TASK: Find the number of lines in these records where the word "door" appears. Reply with that number and nothing more.

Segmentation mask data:
========================================

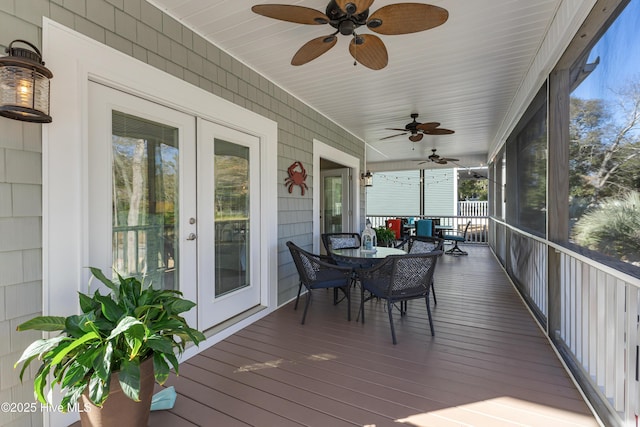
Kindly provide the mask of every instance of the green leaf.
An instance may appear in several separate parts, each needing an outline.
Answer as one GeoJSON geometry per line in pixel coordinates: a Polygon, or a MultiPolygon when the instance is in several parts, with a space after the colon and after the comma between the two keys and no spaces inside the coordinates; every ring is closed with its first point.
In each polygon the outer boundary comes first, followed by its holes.
{"type": "Polygon", "coordinates": [[[162,354],[165,359],[167,359],[169,361],[169,363],[171,363],[171,365],[173,366],[173,369],[176,371],[176,374],[178,373],[178,358],[175,356],[175,354],[173,353],[163,353],[162,354]]]}
{"type": "Polygon", "coordinates": [[[147,346],[154,352],[173,354],[174,341],[168,337],[154,335],[147,339],[147,346]]]}
{"type": "Polygon", "coordinates": [[[60,386],[62,388],[69,388],[69,386],[73,386],[79,383],[89,372],[89,367],[79,363],[77,360],[74,360],[69,368],[67,369],[62,381],[60,382],[60,386]]]}
{"type": "Polygon", "coordinates": [[[181,322],[176,319],[166,319],[160,320],[158,322],[149,325],[149,329],[152,332],[161,332],[161,331],[169,331],[172,332],[174,330],[181,330],[185,326],[184,322],[181,322]]]}
{"type": "Polygon", "coordinates": [[[69,336],[79,338],[87,332],[84,329],[84,322],[86,322],[86,317],[84,316],[69,316],[65,321],[64,328],[69,336]]]}
{"type": "Polygon", "coordinates": [[[185,311],[191,310],[195,305],[196,303],[193,301],[185,299],[175,300],[171,303],[171,312],[175,314],[184,313],[185,311]]]}
{"type": "Polygon", "coordinates": [[[91,399],[95,405],[102,407],[104,401],[107,400],[110,378],[111,377],[108,377],[107,381],[103,381],[97,373],[91,375],[89,379],[89,399],[91,399]]]}
{"type": "MultiPolygon", "coordinates": [[[[51,350],[52,348],[57,346],[61,341],[64,341],[64,340],[69,340],[69,338],[65,337],[64,335],[59,335],[54,338],[49,338],[46,340],[41,339],[41,340],[36,340],[32,342],[29,345],[29,347],[27,347],[22,352],[22,356],[20,356],[20,359],[18,359],[18,361],[13,365],[14,369],[16,366],[18,366],[20,362],[26,361],[27,359],[33,359],[33,356],[40,356],[42,354],[45,354],[46,352],[48,352],[49,350],[51,350]]],[[[28,363],[25,363],[25,364],[28,364],[28,363]]]]}
{"type": "Polygon", "coordinates": [[[57,365],[58,363],[62,362],[62,359],[64,359],[64,357],[69,354],[71,350],[78,348],[84,343],[95,339],[100,339],[100,336],[95,332],[88,332],[83,337],[73,340],[71,344],[69,344],[63,351],[60,351],[55,355],[55,357],[51,360],[51,364],[57,365]]]}
{"type": "Polygon", "coordinates": [[[169,378],[169,365],[160,353],[153,353],[153,372],[158,384],[162,385],[169,378]]]}
{"type": "Polygon", "coordinates": [[[111,355],[113,354],[113,343],[100,346],[93,359],[93,369],[102,381],[107,381],[111,375],[111,355]]]}
{"type": "MultiPolygon", "coordinates": [[[[38,357],[37,354],[34,354],[33,356],[28,357],[27,359],[25,359],[24,364],[22,365],[22,369],[20,369],[20,382],[22,382],[22,377],[24,376],[24,371],[27,370],[27,368],[29,367],[29,364],[31,364],[31,361],[33,359],[35,359],[36,357],[38,357]]],[[[16,362],[15,365],[13,365],[13,369],[16,368],[16,366],[18,365],[19,362],[16,362]]]]}
{"type": "Polygon", "coordinates": [[[133,311],[133,314],[135,317],[137,317],[138,319],[141,318],[143,316],[143,313],[145,311],[149,311],[149,313],[147,314],[147,318],[149,319],[155,319],[157,317],[157,313],[160,313],[160,311],[162,310],[162,305],[160,304],[155,304],[155,305],[149,305],[149,304],[145,304],[145,305],[141,305],[140,307],[136,307],[136,309],[133,311]]]}
{"type": "Polygon", "coordinates": [[[140,363],[138,361],[123,360],[118,381],[122,391],[129,399],[140,401],[140,363]]]}
{"type": "Polygon", "coordinates": [[[124,315],[124,310],[115,303],[109,296],[97,297],[102,305],[102,314],[107,320],[117,322],[124,315]]]}
{"type": "Polygon", "coordinates": [[[76,403],[80,400],[80,396],[86,388],[87,384],[83,381],[81,385],[67,389],[62,401],[60,402],[63,412],[69,412],[70,409],[75,408],[76,403]]]}
{"type": "Polygon", "coordinates": [[[78,299],[80,300],[80,309],[83,313],[89,313],[100,308],[100,303],[89,295],[78,292],[78,299]]]}
{"type": "Polygon", "coordinates": [[[107,279],[107,277],[102,273],[102,270],[96,267],[89,267],[89,270],[91,270],[91,274],[93,274],[93,277],[104,283],[109,289],[115,292],[116,295],[118,294],[118,286],[111,280],[107,279]]]}
{"type": "Polygon", "coordinates": [[[109,335],[107,340],[114,339],[115,337],[117,337],[118,335],[120,335],[121,333],[123,333],[124,331],[126,331],[127,329],[131,328],[134,325],[142,325],[142,322],[140,322],[135,317],[131,317],[131,316],[123,317],[122,319],[120,319],[120,322],[113,329],[113,331],[111,331],[111,335],[109,335]]]}
{"type": "Polygon", "coordinates": [[[127,345],[131,349],[129,360],[135,358],[140,351],[140,347],[145,339],[145,327],[141,323],[139,325],[132,325],[129,329],[124,331],[124,338],[127,341],[127,345]]]}
{"type": "Polygon", "coordinates": [[[40,403],[47,404],[47,398],[44,396],[44,388],[47,385],[47,376],[51,370],[51,365],[42,365],[38,370],[38,374],[33,379],[33,392],[40,403]]]}
{"type": "Polygon", "coordinates": [[[60,316],[38,316],[18,325],[16,330],[27,331],[35,329],[37,331],[62,331],[64,330],[64,317],[60,316]]]}

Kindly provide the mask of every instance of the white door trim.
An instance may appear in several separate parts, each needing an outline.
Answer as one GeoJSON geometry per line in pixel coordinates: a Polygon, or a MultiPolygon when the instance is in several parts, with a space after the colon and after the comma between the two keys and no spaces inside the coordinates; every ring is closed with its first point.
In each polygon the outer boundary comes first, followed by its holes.
{"type": "Polygon", "coordinates": [[[313,140],[313,252],[320,253],[320,159],[327,159],[352,170],[351,224],[360,232],[360,159],[331,147],[317,139],[313,140]]]}
{"type": "MultiPolygon", "coordinates": [[[[267,315],[277,304],[278,223],[277,123],[215,96],[164,71],[43,18],[43,52],[54,74],[51,85],[53,122],[42,126],[43,163],[43,314],[68,315],[78,310],[77,291],[86,291],[89,271],[87,161],[88,82],[125,90],[167,107],[243,130],[260,139],[262,172],[260,277],[266,283],[261,304],[266,308],[210,337],[191,357],[226,336],[267,315]],[[248,129],[247,125],[251,127],[248,129]]],[[[99,261],[97,261],[100,264],[99,261]]],[[[68,425],[51,414],[47,425],[68,425]]],[[[77,414],[66,414],[73,417],[77,414]]]]}

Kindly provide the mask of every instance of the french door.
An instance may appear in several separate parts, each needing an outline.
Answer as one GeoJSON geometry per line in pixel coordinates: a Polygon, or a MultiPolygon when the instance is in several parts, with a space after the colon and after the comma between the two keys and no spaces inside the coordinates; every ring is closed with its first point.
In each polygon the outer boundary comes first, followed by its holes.
{"type": "Polygon", "coordinates": [[[200,330],[257,305],[257,138],[98,83],[89,100],[92,265],[180,290],[200,330]]]}
{"type": "Polygon", "coordinates": [[[321,172],[321,233],[353,231],[351,230],[350,173],[349,168],[328,169],[321,172]]]}
{"type": "Polygon", "coordinates": [[[259,141],[198,119],[198,316],[213,326],[260,301],[259,141]]]}

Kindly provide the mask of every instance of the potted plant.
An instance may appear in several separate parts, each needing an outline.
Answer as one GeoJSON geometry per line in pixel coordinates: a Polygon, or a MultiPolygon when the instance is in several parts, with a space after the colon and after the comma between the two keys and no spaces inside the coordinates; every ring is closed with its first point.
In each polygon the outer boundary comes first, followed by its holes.
{"type": "Polygon", "coordinates": [[[396,233],[387,227],[376,228],[376,240],[378,246],[392,246],[396,241],[396,233]]]}
{"type": "Polygon", "coordinates": [[[188,342],[198,345],[205,340],[181,316],[195,303],[183,299],[179,291],[154,289],[135,277],[117,275],[111,281],[99,269],[90,270],[110,289],[109,294],[102,295],[99,289],[92,296],[79,292],[82,314],[39,316],[19,325],[19,331],[61,334],[33,342],[14,368],[22,363],[22,381],[27,367],[37,359],[41,363],[33,380],[37,399],[49,404],[45,388],[51,378],[50,387],[61,388],[62,410],[79,410],[83,426],[118,425],[113,416],[125,417],[121,425],[147,425],[154,378],[163,384],[170,367],[178,373],[176,353],[182,354],[188,342]],[[116,396],[123,401],[116,401],[116,396]],[[127,406],[141,414],[128,413],[127,406]],[[96,417],[107,421],[96,421],[96,417]]]}

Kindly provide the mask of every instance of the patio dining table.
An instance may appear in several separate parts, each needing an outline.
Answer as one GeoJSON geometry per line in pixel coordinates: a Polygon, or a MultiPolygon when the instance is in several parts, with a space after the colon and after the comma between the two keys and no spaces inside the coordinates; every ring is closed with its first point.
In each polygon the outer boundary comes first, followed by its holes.
{"type": "Polygon", "coordinates": [[[378,246],[373,250],[357,249],[334,249],[331,256],[339,265],[346,265],[355,268],[368,268],[382,261],[389,255],[406,254],[402,249],[387,248],[378,246]]]}

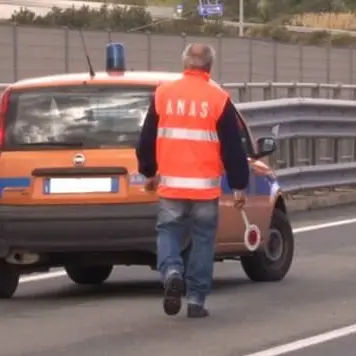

========================================

SOLUTION TO THE EXERCISE: 2